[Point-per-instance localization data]

--

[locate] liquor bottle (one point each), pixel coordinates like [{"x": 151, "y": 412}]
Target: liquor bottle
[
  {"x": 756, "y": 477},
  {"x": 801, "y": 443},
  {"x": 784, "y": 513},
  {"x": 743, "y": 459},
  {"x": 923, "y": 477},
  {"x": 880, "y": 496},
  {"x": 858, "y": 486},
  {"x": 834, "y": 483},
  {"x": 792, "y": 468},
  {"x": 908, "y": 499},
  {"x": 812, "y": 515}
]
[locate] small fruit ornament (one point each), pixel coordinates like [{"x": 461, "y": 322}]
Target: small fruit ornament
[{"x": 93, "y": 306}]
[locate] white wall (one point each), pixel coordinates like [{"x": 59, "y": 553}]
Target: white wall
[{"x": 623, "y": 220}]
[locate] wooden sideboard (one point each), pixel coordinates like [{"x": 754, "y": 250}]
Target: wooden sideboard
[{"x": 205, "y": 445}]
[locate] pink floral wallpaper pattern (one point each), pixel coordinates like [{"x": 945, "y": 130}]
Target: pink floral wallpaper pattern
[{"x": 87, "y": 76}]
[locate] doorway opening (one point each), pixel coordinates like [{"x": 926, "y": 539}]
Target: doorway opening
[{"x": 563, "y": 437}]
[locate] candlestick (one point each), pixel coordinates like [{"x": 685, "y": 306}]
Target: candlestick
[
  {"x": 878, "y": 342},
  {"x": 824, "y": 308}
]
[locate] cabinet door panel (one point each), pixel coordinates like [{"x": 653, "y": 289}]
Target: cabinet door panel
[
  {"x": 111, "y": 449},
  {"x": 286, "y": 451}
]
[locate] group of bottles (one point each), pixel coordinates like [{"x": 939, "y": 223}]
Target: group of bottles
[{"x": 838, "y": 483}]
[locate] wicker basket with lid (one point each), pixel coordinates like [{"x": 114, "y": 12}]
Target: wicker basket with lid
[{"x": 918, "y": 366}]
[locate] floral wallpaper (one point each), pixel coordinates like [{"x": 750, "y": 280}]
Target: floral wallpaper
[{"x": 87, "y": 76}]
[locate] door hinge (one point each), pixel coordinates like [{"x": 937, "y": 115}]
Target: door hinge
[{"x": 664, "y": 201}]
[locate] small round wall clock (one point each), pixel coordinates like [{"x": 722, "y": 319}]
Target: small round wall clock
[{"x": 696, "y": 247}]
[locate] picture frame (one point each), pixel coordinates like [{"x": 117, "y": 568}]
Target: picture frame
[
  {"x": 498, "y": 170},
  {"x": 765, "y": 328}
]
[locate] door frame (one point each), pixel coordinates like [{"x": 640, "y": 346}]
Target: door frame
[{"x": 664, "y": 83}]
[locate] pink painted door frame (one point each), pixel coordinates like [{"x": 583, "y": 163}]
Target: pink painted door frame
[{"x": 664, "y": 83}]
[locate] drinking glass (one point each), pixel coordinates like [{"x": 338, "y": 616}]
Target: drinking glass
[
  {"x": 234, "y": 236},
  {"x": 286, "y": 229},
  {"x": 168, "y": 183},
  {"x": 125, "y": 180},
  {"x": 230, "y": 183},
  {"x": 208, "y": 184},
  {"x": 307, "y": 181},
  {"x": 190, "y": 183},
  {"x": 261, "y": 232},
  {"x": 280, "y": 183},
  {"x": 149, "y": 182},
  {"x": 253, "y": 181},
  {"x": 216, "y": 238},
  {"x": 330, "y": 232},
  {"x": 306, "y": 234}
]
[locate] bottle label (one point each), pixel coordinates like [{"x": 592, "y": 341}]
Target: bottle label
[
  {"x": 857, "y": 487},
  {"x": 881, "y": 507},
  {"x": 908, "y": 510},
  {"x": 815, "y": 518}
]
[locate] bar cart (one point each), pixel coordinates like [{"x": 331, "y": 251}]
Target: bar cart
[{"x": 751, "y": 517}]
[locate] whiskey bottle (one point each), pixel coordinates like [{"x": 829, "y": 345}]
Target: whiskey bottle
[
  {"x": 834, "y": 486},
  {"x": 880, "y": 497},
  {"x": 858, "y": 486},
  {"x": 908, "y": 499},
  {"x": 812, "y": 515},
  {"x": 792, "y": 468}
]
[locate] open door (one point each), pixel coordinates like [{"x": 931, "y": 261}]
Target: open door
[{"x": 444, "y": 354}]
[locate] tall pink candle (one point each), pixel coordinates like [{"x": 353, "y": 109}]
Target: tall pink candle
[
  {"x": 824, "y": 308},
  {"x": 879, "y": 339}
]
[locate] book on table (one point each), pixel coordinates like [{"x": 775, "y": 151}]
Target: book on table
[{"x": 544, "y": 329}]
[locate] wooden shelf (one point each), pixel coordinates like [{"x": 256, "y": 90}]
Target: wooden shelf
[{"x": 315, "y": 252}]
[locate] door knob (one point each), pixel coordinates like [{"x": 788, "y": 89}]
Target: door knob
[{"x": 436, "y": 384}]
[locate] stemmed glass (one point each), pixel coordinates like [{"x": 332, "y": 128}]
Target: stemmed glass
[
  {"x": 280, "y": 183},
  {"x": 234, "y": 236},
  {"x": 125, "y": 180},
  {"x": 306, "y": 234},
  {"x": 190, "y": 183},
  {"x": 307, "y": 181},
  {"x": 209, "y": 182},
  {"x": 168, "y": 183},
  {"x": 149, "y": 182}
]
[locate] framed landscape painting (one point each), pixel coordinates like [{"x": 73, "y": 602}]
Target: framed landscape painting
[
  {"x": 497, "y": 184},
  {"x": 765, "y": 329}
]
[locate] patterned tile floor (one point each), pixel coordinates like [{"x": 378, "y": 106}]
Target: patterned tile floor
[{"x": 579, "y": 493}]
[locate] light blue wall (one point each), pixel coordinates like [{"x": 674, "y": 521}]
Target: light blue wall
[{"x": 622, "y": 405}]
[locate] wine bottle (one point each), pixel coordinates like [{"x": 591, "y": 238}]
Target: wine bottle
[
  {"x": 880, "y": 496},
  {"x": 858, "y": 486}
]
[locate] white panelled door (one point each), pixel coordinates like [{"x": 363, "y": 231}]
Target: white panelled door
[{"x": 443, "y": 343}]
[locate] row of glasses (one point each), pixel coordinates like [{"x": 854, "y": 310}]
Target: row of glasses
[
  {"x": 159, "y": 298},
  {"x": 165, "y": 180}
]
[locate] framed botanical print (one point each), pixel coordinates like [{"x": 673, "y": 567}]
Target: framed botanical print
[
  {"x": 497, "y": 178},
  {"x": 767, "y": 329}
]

--

> _Exercise details_
Copy, exactly and only, the lines above that begin with the one containing "[locate] group of" and finish with the one containing "[locate] bottle label".

> _Solution_
[locate] group of bottles (one point each), pixel coordinates like [{"x": 939, "y": 223}]
Target: group of bottles
[{"x": 838, "y": 483}]
[locate] wicker basket with lid (one point each), pixel coordinates like [{"x": 114, "y": 12}]
Target: wicker basket with lid
[{"x": 918, "y": 366}]
[locate] floral wallpaper (one point each), pixel coordinates like [{"x": 750, "y": 280}]
Target: floral wallpaper
[{"x": 87, "y": 76}]
[locate] door hinge (one point each), pixel coordinates like [{"x": 937, "y": 115}]
Target: door hinge
[{"x": 664, "y": 201}]
[locate] small round wall clock (one point each), pixel coordinates like [{"x": 722, "y": 319}]
Target: small round wall clock
[{"x": 696, "y": 247}]
[locate] picture frame (one point each), pixel coordinates like [{"x": 117, "y": 568}]
Target: picture frame
[
  {"x": 498, "y": 170},
  {"x": 765, "y": 328}
]
[locate] door frame (one point each), pixel coordinates like [{"x": 640, "y": 346}]
Target: door frame
[{"x": 664, "y": 83}]
[locate] pink painted door frame (one point each), pixel coordinates like [{"x": 583, "y": 163}]
Target: pink painted door frame
[{"x": 664, "y": 83}]
[locate] drinking glass (one point each), pixel coordinates like [{"x": 338, "y": 616}]
Target: drinking glass
[
  {"x": 234, "y": 236},
  {"x": 286, "y": 229},
  {"x": 168, "y": 183},
  {"x": 125, "y": 180},
  {"x": 230, "y": 183},
  {"x": 208, "y": 184},
  {"x": 307, "y": 181},
  {"x": 190, "y": 183},
  {"x": 261, "y": 232},
  {"x": 280, "y": 183},
  {"x": 149, "y": 182},
  {"x": 253, "y": 181},
  {"x": 216, "y": 238},
  {"x": 330, "y": 232},
  {"x": 306, "y": 234}
]
[locate] bottle label (one point each), pixel coordinates like [{"x": 592, "y": 341}]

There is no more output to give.